Daftar Tugas:
[1] Tulis ulang bagian teks tentang hasil belajar siswa mulai dari "Kondisi hasil belajar" sampai dengan "Australia dan Indonesia.", dengan mengganti "seminar" menjadi "lokakarya".
[2] Sebutkan semua nama tempat yang dicantumkan teks tentang hasil belajar siswa sebagai lokasi penyelenggaraan kegiatan.

Teks Pilihan:
═══

Akses bersekolah yang semakin meningkat belum tentu diiringi dengan capaian hasil belajar yang baik. Hal ini terlihat dari kemampuan dasar yang penting dikuasai sejak pendidikan dasar yakni literasi dan numerasi yang masih rendah. Dengan kemampuan dasar literasi dan numerasi yang rendah, sulit bagi para siswa untuk dapat berhasil di jenjang pendidikan berikutnya. Capaian pembelajaran siswa secara nasional juga jadi rendah tidak kompetitif.
Kondisi hasil belajar siswa di jenjang pendidikan dasar yang rendah, terutama dalam hal keterampilan literasi dan numerasi tersebut dibahas dalam seminar bertajuk kemitraan Pendidikan yang digelar Inovasi untuk Anak Sekolah Indonesia (Inovasi) di kawasan Sanur, Kota Denpasar, Bali, yang dimulai Senin (7/5/208). Lebih dari 200 peserta yang terdiri dari pemerintah pusat dan daerah, lembaga organisasi nonpemerintah tingkat nasional dan internasional mengikuti kegiatan yang merupakan program kemitraan pendidikan Pemerintah Australia dan Indonesia.

═══

Rangkaian catatan:
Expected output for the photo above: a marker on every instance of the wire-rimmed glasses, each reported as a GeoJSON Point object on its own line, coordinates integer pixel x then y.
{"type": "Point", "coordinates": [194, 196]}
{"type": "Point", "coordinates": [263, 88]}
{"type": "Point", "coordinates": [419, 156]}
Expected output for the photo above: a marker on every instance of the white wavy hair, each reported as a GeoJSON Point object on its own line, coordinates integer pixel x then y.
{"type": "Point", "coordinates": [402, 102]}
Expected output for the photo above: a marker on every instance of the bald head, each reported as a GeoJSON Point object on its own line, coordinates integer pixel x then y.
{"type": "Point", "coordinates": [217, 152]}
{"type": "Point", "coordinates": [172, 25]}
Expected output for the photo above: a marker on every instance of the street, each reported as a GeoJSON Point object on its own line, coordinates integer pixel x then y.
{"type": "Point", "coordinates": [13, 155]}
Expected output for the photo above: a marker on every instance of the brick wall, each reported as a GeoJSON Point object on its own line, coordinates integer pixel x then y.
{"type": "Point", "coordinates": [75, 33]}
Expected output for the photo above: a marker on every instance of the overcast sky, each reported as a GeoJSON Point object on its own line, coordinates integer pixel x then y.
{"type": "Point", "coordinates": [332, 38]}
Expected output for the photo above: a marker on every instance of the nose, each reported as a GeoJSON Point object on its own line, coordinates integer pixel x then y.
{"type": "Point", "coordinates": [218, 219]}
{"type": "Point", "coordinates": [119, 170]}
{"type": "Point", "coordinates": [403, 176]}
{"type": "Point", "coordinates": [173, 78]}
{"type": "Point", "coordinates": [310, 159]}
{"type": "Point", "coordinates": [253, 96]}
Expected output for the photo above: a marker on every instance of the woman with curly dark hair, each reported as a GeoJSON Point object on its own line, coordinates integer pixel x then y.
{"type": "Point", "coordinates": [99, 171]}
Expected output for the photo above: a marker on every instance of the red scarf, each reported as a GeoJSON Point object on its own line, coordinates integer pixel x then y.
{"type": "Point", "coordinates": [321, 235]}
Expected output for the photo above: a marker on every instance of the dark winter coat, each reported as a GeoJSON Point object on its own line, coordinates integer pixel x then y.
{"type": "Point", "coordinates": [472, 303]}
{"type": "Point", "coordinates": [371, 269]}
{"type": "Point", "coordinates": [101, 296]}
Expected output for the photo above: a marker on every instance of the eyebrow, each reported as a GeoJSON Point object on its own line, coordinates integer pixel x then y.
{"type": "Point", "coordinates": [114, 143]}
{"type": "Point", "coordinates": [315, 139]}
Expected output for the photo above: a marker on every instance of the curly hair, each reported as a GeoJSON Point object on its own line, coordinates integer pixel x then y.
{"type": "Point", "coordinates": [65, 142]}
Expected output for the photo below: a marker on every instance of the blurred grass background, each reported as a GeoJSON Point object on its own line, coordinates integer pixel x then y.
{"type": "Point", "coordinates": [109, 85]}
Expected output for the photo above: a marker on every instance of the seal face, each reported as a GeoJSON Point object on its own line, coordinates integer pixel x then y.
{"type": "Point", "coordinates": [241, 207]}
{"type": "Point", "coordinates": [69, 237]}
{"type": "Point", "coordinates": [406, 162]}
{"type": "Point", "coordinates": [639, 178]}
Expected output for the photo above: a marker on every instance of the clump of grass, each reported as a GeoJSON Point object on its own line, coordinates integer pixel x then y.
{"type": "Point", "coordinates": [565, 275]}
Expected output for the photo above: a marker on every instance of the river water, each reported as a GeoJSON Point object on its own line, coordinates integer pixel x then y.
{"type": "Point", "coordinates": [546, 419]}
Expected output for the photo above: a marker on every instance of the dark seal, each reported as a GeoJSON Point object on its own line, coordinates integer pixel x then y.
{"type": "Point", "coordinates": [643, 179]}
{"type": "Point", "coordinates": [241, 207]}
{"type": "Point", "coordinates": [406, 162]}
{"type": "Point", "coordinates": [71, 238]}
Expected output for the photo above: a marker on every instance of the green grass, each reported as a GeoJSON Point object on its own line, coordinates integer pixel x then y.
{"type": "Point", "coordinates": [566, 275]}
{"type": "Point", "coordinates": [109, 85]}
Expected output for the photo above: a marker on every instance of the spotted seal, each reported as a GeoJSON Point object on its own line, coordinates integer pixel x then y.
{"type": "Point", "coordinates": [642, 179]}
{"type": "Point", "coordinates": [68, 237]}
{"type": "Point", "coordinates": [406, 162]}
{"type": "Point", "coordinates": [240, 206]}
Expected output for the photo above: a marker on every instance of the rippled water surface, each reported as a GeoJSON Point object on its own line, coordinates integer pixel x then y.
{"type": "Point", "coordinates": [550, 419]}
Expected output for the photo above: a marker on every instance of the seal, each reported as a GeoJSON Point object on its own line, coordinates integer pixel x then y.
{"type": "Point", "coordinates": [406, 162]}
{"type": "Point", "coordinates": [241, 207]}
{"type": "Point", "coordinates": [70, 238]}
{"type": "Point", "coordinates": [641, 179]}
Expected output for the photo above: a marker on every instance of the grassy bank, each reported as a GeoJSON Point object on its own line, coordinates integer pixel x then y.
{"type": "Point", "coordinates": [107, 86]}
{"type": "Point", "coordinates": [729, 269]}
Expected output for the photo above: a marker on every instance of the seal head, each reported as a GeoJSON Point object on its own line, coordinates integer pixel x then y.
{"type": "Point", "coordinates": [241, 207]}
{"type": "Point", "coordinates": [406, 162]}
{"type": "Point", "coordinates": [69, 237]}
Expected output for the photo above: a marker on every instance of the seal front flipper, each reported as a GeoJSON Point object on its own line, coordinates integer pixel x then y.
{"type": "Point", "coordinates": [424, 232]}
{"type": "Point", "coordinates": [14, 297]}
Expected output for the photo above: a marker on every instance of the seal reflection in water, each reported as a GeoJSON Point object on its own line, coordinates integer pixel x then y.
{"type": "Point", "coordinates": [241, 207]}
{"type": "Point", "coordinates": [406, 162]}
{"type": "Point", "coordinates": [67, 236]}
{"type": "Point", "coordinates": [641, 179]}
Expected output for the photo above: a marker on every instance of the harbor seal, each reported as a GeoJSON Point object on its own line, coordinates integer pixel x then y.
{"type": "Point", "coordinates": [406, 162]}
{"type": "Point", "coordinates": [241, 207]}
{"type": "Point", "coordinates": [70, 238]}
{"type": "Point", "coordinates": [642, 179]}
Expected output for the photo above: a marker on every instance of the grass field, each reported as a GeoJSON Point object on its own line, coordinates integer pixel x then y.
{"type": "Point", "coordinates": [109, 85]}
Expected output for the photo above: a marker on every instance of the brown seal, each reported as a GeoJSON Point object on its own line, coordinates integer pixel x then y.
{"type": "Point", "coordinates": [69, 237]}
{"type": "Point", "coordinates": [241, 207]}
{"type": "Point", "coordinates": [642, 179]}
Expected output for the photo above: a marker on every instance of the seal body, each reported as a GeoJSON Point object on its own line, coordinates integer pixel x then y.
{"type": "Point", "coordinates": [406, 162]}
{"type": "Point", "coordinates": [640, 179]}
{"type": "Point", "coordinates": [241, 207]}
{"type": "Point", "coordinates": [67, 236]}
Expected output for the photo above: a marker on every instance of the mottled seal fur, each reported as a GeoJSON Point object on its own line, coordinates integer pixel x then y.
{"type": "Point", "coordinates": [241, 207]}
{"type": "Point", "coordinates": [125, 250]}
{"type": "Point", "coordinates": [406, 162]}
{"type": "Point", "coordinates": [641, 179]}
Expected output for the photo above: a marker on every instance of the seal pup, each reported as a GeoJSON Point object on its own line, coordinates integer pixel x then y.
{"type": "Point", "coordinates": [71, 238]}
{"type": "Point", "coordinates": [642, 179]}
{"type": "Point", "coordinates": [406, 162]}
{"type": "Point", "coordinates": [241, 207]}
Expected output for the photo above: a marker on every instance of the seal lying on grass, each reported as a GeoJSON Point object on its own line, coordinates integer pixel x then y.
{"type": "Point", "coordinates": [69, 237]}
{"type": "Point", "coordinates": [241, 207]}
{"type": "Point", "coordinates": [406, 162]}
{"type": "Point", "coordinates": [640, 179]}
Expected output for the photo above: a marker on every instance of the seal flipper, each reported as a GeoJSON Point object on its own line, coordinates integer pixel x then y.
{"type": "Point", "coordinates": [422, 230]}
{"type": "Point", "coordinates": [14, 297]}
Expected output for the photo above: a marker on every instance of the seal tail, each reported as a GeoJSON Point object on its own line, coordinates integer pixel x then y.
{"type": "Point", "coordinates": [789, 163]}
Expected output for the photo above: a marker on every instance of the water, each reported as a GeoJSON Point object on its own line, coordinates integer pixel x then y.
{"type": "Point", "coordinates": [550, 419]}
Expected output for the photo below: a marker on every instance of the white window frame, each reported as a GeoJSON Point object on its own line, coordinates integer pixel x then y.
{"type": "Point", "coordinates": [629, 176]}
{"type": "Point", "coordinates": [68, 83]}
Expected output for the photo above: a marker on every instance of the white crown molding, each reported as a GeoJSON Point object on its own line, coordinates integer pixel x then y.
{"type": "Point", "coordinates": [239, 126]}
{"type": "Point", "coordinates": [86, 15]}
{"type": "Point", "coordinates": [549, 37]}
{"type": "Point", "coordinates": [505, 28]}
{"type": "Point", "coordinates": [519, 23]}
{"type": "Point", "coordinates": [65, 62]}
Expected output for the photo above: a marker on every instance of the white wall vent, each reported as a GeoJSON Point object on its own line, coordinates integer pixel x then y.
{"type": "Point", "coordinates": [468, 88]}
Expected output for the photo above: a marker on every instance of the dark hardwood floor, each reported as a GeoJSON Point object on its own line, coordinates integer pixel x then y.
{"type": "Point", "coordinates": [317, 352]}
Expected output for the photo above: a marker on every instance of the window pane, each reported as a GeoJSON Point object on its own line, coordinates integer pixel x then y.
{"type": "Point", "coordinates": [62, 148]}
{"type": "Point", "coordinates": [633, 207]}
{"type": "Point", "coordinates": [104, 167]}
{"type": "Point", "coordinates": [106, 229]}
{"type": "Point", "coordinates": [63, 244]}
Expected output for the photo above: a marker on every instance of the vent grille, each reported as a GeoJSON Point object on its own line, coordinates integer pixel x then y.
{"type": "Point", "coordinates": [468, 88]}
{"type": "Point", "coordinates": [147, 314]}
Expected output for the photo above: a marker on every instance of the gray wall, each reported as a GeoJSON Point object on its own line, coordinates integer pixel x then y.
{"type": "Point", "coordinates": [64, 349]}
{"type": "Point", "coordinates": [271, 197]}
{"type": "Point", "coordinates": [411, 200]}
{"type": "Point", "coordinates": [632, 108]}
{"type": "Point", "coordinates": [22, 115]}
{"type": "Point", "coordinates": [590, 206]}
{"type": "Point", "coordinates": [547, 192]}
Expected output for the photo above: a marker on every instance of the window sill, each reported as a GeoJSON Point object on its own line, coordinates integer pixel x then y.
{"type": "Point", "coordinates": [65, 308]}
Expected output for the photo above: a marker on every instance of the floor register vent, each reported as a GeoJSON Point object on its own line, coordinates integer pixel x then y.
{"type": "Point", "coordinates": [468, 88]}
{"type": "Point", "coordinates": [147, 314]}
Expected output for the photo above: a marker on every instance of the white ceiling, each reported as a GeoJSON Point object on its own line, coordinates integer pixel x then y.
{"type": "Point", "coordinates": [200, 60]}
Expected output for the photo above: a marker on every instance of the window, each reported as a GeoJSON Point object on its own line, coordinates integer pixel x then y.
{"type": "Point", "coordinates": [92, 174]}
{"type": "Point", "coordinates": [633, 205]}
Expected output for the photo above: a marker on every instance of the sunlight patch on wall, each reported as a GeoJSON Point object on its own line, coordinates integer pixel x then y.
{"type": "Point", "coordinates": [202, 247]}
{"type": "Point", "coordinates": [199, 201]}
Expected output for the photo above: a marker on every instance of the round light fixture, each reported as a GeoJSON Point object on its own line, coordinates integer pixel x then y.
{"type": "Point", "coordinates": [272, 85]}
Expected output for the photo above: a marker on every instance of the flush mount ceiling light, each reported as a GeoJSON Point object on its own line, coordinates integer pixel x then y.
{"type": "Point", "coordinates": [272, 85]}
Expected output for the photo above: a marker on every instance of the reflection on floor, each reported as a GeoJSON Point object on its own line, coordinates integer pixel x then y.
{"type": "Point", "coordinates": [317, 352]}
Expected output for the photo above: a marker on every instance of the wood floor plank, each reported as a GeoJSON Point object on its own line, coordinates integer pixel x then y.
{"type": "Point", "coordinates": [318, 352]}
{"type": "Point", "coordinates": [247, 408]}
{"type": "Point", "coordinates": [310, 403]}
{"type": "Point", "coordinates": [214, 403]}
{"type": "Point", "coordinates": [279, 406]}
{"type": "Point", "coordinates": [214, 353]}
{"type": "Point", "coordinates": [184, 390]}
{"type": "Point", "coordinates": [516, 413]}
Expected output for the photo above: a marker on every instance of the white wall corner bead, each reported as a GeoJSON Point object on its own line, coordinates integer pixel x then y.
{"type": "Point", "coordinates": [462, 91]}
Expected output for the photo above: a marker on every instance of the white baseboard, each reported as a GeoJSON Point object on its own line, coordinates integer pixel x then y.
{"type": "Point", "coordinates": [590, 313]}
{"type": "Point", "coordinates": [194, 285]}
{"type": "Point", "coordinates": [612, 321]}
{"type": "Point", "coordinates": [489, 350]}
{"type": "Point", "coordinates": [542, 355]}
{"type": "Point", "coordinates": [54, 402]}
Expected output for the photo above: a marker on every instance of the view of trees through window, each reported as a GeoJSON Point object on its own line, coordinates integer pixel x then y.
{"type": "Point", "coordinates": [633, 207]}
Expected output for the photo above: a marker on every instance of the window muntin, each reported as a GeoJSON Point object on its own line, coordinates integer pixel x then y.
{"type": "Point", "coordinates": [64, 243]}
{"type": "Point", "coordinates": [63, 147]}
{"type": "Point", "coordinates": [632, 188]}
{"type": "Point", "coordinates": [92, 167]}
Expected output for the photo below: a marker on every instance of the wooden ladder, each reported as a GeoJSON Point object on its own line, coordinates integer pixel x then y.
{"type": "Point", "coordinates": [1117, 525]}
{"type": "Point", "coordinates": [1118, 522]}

═══

Hasil per Tugas:
[1]
Kondisi hasil belajar siswa di jenjang pendidikan dasar yang rendah, terutama dalam hal keterampilan literasi dan numerasi tersebut dibahas dalam lokakarya bertajuk kemitraan Pendidikan yang digelar Inovasi untuk Anak Sekolah Indonesia (Inovasi) di kawasan Sanur, Kota Denpasar, Bali, yang dimulai Senin (7/5/208). Lebih dari 200 peserta yang terdiri dari pemerintah pusat dan daerah, lembaga organisasi nonpemerintah tingkat nasional dan internasional mengikuti kegiatan yang merupakan program kemitraan pendidikan Pemerintah Australia dan Indonesia.

[2] Sanur; Kota Denpasar; Bali